--- Selected extract ---
○ ○ ○
Kenneth Hanson
June 13, 1951 - September 25, 2024
Dear friends,
Kenneth Hanson, a beloved member of the Apollo Center of the Fellowship of Friends, completed his task on September 25, 2024, at 8:22 a.m., following a long illness with cancer.
Kenneth was born on June 13, 1951, and joined the Fellowship on September 1, 1979. He was 73 years old on his last birthday. Kenneth supported the school in many Fellowship centers, including Copenhagen, Los Angeles, Moscow, Stockholm, and Washington, D.C. At Apollo, he served in a variety of roles during his decades here, including as a Fellowship board member. His quiet nature included a firm presence, which his friends and colleagues will miss.
He wrote a final note to Robert recently, saying:
“Your love and support over the years have created a new being in me. It will carry forth into my next lives, wonderful… You will always be with me. Thank you, with love, Kenneth”
On behalf of all who knew you, we give thanks.
The Elysian Society
I look upon death to be as necessary to our constitution as sleep. We shall rise refreshed in the morning.
Benjamin Franklin
A butterfly lights beside us like a sunbeam
and for a brief moment it’s glory and beauty belongs to our world.
But then it flies again…..
And though we wish it could have stayed….
We feel lucky to have seen it.
Author Unknown
“Hey Kenneth”
“Hi Charles”
“How’s it going?” He looked at me with a wry expression that said more than words.
“I’ll make you an omelette, the usual.”
“Sure” he replied, “But I don’t have much appetite and it needs to be very soft. I don’t swallow very well.” “Okay” I replied and went to the kitchen to lay out my cooking utensils, like a surgeon preparing for an operation.
“Hi Charles” she said. “Thanks for coming over. Before you make eggs, can you make coffee? I need coffee and I haven’t had any this morning.”
‘Me neither, I’m gasping” I said with a smile, even though I’d already had a cup at home.
Coffee and eggs prepared, I took it all into the living room. Ken’s cup was a large earthenware mug, but all he wanted was a taste, so there wasn’t much more than a splash at the bottom of his mug.
○ ○ ○
--- Extracted information ---
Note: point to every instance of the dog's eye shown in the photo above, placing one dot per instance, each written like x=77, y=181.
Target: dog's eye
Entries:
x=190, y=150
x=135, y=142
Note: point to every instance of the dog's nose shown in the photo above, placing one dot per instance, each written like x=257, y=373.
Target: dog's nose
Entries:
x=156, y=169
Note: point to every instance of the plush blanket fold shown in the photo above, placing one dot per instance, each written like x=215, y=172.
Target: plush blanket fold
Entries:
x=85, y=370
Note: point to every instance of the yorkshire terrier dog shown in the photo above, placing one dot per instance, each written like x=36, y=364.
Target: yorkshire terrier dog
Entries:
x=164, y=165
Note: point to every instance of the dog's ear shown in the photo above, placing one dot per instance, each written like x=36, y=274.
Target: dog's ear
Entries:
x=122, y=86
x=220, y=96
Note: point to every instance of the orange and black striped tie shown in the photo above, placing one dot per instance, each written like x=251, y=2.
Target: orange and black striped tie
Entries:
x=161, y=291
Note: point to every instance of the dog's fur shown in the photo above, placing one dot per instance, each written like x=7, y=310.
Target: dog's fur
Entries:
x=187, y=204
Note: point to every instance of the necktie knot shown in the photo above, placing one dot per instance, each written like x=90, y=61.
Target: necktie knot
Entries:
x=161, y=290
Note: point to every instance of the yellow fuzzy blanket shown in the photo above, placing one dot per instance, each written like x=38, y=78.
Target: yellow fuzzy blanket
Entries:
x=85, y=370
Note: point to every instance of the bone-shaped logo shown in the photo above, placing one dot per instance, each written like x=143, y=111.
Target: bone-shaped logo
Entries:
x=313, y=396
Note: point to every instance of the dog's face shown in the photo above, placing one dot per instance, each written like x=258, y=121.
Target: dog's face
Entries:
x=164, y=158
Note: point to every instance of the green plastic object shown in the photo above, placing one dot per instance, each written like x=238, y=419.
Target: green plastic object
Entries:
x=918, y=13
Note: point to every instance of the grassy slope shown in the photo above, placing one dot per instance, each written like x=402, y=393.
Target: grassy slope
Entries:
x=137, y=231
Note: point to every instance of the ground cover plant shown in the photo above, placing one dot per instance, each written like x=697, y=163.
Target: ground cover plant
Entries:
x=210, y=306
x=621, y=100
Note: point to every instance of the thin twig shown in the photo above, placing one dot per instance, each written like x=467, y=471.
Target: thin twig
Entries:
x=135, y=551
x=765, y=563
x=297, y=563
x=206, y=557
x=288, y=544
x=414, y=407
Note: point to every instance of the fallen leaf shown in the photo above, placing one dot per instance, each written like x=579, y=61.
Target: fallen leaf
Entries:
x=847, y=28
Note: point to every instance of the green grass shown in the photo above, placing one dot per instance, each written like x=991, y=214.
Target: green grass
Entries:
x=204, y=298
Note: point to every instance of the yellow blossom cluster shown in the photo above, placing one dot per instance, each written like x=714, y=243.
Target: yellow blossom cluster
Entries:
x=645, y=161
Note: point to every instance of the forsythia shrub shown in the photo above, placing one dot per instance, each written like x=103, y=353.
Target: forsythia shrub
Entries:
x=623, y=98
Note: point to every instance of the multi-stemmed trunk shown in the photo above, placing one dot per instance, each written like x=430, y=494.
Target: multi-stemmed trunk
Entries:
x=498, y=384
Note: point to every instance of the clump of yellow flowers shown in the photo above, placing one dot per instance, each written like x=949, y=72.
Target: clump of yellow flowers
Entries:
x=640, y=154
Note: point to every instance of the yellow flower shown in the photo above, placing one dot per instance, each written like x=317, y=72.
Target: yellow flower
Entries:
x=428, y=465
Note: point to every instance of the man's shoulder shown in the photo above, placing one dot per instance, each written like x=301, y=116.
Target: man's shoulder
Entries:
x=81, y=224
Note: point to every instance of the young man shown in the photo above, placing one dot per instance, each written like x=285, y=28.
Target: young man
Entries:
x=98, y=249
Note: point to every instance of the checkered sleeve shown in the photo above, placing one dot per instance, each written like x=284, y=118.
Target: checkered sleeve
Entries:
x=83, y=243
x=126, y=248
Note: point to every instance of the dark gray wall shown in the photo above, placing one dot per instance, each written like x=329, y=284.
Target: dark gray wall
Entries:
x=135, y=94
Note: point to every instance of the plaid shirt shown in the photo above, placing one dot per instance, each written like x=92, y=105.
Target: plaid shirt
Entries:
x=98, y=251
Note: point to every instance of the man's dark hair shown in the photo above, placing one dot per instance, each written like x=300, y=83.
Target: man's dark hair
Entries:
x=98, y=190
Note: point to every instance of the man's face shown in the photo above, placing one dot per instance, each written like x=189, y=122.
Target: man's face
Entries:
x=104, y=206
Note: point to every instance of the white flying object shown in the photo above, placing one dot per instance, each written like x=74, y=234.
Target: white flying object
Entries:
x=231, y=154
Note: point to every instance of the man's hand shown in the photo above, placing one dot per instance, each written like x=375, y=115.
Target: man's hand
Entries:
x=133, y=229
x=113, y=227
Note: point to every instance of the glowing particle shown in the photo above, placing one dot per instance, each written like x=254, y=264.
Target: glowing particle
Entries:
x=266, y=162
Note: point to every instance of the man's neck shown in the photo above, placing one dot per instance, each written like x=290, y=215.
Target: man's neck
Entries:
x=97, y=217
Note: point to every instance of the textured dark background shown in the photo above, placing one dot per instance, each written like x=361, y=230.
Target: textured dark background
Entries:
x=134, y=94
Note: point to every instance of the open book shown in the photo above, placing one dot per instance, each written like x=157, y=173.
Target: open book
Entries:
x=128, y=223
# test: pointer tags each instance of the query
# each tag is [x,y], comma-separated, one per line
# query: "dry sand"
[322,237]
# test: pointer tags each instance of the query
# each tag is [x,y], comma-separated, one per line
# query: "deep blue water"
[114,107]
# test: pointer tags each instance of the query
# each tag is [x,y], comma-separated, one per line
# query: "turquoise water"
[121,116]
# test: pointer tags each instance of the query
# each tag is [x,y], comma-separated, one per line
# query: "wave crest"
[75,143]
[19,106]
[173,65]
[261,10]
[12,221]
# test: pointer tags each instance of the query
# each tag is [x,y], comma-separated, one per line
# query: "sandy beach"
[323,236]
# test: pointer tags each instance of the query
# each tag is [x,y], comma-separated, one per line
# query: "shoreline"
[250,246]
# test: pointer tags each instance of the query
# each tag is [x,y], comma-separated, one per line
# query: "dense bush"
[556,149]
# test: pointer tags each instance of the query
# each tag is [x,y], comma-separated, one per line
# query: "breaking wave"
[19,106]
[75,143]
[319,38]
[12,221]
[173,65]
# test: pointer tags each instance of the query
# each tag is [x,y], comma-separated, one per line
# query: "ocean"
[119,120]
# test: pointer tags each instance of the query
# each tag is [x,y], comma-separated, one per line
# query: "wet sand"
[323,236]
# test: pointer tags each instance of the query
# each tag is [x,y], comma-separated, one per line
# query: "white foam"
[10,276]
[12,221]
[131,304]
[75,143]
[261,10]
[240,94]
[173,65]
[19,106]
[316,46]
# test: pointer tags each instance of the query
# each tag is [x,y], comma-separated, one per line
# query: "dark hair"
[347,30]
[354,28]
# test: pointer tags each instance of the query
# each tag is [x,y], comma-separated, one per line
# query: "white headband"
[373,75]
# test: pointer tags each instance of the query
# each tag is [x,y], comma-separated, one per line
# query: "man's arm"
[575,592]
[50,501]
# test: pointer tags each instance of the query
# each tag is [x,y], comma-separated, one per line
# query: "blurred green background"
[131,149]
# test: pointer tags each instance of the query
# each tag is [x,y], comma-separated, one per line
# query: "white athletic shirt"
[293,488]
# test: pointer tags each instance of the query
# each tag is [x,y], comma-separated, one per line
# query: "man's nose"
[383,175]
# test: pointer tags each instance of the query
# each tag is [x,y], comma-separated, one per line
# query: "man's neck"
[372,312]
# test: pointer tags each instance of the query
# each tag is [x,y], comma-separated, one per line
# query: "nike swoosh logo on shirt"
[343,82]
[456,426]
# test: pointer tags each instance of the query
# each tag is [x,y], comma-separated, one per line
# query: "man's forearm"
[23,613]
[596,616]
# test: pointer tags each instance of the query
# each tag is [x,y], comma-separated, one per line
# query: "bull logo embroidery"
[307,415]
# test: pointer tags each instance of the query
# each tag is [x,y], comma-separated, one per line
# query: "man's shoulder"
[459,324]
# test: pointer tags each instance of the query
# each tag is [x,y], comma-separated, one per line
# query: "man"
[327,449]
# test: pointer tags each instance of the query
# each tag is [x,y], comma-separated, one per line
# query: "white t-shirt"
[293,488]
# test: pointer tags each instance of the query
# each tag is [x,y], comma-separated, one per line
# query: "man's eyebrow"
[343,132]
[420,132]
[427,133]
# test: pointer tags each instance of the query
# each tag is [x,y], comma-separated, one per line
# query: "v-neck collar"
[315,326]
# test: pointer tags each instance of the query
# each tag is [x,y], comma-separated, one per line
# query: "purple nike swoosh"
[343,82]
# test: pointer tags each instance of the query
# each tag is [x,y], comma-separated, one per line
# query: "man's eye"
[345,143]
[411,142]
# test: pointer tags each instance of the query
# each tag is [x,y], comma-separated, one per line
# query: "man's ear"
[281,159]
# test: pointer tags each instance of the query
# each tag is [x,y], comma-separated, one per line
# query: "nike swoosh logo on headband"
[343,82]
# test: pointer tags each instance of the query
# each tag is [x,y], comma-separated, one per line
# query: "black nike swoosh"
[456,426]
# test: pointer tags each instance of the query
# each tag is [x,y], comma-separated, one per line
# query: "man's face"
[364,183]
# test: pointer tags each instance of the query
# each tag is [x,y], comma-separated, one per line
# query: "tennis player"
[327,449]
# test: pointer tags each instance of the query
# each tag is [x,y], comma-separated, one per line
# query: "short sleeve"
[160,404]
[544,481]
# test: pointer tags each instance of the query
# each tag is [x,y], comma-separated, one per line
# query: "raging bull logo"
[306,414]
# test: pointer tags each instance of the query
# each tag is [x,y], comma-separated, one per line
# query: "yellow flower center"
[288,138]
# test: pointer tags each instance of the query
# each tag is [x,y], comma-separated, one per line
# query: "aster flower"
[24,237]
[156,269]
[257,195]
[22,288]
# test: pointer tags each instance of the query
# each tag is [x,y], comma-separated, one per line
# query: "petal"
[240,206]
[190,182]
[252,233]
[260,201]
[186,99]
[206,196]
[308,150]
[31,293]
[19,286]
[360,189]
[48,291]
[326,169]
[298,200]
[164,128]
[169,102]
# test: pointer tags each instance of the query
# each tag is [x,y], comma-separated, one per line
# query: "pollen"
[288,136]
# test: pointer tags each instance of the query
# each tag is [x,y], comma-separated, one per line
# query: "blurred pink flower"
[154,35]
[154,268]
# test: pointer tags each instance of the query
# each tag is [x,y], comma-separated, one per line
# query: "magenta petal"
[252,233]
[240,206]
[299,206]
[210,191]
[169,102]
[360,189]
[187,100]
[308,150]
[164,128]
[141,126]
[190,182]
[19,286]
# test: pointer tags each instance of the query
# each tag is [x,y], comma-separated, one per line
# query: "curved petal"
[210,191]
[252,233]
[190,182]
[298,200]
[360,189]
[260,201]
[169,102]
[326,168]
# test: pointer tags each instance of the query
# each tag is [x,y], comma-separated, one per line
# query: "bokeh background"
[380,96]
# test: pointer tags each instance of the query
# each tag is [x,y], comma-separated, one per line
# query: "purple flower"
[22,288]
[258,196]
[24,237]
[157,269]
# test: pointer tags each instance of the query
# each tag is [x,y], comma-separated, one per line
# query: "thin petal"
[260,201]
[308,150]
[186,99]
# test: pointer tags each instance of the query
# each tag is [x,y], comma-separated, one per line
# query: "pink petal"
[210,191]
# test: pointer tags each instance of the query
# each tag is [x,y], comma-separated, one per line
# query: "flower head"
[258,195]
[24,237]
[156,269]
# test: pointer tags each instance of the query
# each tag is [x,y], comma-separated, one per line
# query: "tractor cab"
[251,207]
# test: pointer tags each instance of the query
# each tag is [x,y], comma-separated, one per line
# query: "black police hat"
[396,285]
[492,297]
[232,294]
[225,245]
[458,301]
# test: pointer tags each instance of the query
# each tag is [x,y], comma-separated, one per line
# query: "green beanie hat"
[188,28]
○ ○ ○
--- Task to carry out ---
Can you write out the passage of the Kenneth Hanson memorial above between "He wrote a final" and "could have stayed….", inclusive, word for word?

--- Task answer ---
He wrote a final note to Robert recently, saying:
“Your love and support over the years have created a new being in me. It will carry forth into my next lives, wonderful… You will always be with me. Thank you, with love, Kenneth”
On behalf of all who knew you, we give thanks.
The Elysian Society
I look upon death to be as necessary to our constitution as sleep. We shall rise refreshed in the morning.
Benjamin Franklin
A butterfly lights beside us like a sunbeam
and for a brief moment it’s glory and beauty belongs to our world.
But then it flies again…..
And though we wish it could have stayed….